List of tasks —
#1 List every sector named in the microbiology program text below where graduates may pursue science careers.
#2 From the microbiology program text below, copy the passage from "The Doctoral Program" up to and including "or private sectors.", unchanged.

The Doctoral Program in Microbiology provides advanced training and education for students with the desire and ability to thrive in a stimulating, research-oriented graduate program leading to careers in science in the academic, governmental, or private sectors.
Cydney Johnson, PhD Student, Duerkop Lab
The Duerkop lab is interested in the biology of Enterococcus and the phages that infect these bacteria through understanding the mechanisms of phage infection and host response. Cydney is working on two phage-focused projects. The first is understanding the co-evolution of E. faecalis and a lytic phage through genetics. In the second project, she is working on identifying a novel anti-phage system located on a mobile E. faecalis plasmid.
Cydney’s previous publication from the Duerkop lab characterized a diverse library of phages and the fitness trade-offs of phage resistance in E. faecalis, and laid the groundwork for the two projects she currently works on. She’s presented at multiple conferences and seminars, and was also able to advocate for microbiology research funding on Capitol Hill through ASM’s Hill Day. During this event, Cydney talked to congresspeople about her projects and gave them a glimpse into the work that is done thanks to their budget allocations. She’s also been involved with a science summer camp for middle schoolers hosted on the Anschutz campus, and they by far have the most opinions regarding her research.

Entries shown —
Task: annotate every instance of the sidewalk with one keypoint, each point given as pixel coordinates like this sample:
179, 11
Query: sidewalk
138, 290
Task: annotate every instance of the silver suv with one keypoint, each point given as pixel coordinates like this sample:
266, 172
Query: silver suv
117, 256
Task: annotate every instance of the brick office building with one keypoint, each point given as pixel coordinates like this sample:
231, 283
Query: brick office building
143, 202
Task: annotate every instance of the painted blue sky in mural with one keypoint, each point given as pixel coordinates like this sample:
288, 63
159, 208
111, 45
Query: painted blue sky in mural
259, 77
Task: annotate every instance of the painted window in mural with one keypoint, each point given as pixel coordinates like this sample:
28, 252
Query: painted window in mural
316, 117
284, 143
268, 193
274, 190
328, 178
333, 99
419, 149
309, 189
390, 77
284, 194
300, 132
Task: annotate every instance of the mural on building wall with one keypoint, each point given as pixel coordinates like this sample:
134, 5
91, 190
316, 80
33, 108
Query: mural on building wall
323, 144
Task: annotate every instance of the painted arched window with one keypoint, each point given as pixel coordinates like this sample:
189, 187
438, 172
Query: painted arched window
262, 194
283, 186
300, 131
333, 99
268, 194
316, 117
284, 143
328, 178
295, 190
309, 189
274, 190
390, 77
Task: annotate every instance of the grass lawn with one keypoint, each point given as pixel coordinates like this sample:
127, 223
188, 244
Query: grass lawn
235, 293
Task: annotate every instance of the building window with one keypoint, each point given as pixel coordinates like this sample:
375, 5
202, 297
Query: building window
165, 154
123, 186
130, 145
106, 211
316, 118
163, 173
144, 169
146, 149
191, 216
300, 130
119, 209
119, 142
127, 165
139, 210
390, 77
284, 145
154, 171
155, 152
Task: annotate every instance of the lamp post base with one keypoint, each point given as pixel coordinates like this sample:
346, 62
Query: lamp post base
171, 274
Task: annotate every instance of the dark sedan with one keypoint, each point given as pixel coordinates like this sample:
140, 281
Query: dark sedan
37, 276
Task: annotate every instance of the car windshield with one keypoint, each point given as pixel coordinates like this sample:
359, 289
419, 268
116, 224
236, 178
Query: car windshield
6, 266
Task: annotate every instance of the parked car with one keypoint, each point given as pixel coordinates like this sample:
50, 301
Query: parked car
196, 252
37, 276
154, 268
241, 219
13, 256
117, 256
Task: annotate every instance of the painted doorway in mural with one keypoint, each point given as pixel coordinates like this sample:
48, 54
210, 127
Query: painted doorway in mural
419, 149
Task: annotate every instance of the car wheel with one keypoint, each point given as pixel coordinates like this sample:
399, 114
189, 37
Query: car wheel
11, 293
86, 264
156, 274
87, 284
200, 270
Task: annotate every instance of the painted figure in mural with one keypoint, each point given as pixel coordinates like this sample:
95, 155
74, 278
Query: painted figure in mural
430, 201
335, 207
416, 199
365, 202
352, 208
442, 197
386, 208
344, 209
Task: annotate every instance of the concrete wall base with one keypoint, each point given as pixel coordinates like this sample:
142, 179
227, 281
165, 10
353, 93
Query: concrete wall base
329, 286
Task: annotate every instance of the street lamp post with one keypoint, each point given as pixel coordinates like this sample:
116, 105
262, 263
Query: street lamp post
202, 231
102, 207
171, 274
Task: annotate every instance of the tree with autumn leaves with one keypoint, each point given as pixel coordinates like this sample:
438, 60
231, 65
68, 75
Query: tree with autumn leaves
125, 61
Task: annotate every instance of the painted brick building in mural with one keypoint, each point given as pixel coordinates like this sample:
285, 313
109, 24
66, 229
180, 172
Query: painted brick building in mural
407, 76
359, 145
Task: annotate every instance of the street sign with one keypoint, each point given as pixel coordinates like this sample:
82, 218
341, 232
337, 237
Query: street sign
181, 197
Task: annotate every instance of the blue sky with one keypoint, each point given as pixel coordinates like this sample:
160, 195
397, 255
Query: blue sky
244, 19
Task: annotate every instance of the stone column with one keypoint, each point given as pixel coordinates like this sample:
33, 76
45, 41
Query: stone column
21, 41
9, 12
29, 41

...

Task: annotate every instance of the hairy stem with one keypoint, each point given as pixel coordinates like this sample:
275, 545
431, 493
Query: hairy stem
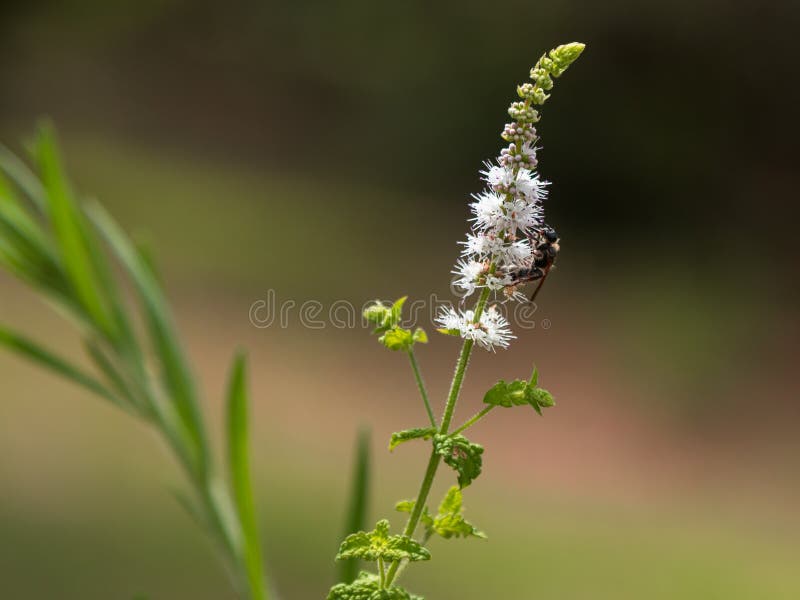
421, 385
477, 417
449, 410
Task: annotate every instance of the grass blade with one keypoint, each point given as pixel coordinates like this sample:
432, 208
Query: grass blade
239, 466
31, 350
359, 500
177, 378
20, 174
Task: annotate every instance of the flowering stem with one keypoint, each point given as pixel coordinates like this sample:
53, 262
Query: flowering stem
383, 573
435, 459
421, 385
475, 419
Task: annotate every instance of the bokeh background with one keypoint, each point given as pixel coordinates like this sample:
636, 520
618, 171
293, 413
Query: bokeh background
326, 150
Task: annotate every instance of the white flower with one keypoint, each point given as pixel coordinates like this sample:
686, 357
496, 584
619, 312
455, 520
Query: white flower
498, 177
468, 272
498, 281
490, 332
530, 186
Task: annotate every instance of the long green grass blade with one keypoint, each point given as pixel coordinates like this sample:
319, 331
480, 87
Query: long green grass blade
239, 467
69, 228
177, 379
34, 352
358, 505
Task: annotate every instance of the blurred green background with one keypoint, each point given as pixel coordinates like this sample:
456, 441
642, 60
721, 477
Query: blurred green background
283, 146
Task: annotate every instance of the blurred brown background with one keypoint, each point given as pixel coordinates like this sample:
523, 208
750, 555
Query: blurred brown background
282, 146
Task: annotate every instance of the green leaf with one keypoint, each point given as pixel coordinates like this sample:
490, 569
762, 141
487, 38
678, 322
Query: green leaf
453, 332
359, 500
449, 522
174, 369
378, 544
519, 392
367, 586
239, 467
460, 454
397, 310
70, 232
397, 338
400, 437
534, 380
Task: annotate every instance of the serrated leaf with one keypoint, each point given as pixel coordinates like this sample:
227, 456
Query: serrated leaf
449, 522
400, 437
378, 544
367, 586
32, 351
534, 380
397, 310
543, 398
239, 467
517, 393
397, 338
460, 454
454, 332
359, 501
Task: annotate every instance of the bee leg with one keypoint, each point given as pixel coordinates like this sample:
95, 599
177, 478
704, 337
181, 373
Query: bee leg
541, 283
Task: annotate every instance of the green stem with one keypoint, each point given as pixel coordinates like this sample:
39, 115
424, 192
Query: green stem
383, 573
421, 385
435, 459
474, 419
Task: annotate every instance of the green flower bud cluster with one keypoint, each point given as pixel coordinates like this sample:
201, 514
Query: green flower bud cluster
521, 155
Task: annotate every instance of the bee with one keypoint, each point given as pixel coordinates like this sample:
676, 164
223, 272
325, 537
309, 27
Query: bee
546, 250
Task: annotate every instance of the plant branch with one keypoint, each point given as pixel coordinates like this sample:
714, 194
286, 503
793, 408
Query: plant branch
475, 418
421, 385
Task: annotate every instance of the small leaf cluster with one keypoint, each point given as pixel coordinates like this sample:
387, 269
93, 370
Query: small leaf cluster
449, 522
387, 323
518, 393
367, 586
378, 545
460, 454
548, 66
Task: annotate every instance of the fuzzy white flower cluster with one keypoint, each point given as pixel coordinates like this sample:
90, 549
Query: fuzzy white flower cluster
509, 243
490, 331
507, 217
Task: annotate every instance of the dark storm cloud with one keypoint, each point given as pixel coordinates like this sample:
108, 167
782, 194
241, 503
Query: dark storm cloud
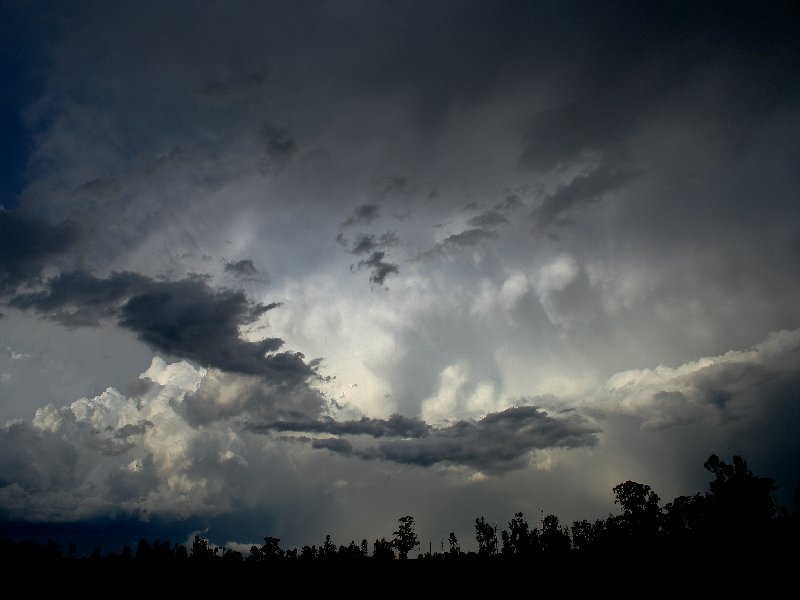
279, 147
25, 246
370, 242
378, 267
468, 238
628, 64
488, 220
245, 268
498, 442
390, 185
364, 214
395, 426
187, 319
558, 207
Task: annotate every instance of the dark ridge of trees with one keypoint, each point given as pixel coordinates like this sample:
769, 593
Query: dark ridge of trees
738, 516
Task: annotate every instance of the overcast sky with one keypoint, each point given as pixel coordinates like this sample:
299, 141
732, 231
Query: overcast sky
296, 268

---

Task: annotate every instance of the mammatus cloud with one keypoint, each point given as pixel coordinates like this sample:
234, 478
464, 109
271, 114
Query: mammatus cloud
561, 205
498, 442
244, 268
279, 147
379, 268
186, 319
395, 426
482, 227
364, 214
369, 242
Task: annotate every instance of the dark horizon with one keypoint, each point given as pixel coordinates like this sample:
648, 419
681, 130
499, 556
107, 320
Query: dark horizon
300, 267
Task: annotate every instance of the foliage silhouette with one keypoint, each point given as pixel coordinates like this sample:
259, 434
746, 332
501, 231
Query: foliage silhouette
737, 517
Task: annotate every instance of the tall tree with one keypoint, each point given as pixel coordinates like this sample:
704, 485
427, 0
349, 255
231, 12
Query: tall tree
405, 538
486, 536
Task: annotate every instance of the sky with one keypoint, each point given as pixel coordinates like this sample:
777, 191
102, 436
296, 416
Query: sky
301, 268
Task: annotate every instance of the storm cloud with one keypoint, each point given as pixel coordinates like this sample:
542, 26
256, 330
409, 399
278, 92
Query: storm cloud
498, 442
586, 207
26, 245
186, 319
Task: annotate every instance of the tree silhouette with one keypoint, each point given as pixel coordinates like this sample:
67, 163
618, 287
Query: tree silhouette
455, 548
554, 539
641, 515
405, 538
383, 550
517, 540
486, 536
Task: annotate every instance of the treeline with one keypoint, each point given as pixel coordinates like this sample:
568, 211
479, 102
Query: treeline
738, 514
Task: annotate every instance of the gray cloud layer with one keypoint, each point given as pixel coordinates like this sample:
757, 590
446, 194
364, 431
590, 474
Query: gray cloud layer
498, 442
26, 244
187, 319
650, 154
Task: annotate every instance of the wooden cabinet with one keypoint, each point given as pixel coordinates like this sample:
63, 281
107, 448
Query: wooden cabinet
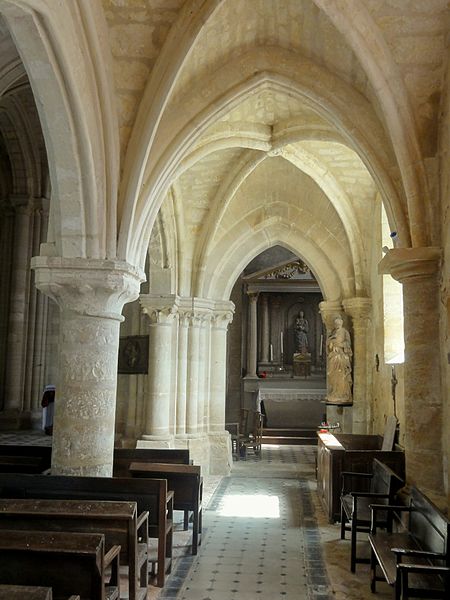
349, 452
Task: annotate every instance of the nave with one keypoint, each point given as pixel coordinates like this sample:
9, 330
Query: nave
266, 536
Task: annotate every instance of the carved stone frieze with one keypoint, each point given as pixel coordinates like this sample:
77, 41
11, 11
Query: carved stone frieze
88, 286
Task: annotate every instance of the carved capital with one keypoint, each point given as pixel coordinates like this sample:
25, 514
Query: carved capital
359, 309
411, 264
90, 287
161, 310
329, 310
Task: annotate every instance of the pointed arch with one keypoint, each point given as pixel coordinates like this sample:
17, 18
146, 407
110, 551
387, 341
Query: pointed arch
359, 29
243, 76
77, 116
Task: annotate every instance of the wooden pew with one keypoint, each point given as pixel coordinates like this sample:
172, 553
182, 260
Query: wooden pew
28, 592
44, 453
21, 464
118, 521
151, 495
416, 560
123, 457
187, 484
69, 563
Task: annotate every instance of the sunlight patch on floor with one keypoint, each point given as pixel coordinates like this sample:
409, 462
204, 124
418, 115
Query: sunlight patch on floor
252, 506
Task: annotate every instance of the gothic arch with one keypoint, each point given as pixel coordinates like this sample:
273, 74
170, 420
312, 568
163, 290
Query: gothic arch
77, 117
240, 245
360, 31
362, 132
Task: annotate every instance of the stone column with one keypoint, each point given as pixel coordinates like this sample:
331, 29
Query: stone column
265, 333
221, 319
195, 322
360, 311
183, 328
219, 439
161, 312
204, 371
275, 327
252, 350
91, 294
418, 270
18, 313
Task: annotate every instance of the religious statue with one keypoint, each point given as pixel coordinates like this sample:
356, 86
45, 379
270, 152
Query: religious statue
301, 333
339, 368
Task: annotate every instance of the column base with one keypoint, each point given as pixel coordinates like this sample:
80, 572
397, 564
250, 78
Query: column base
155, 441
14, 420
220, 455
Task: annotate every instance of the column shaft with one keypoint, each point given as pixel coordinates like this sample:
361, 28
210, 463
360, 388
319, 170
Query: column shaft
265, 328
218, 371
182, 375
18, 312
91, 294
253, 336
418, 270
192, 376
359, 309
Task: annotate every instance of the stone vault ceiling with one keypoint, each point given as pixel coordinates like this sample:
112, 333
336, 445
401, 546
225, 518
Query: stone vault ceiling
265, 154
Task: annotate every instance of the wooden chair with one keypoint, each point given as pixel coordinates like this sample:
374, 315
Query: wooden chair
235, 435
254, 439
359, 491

Task-by-task outputs —
#1 academic, governmental, private

#2
The Doctoral Program in Microbiology provides advanced training and education for students with the desire and ability to thrive in a stimulating, research-oriented graduate program leading to careers in science in the academic, governmental, or private sectors.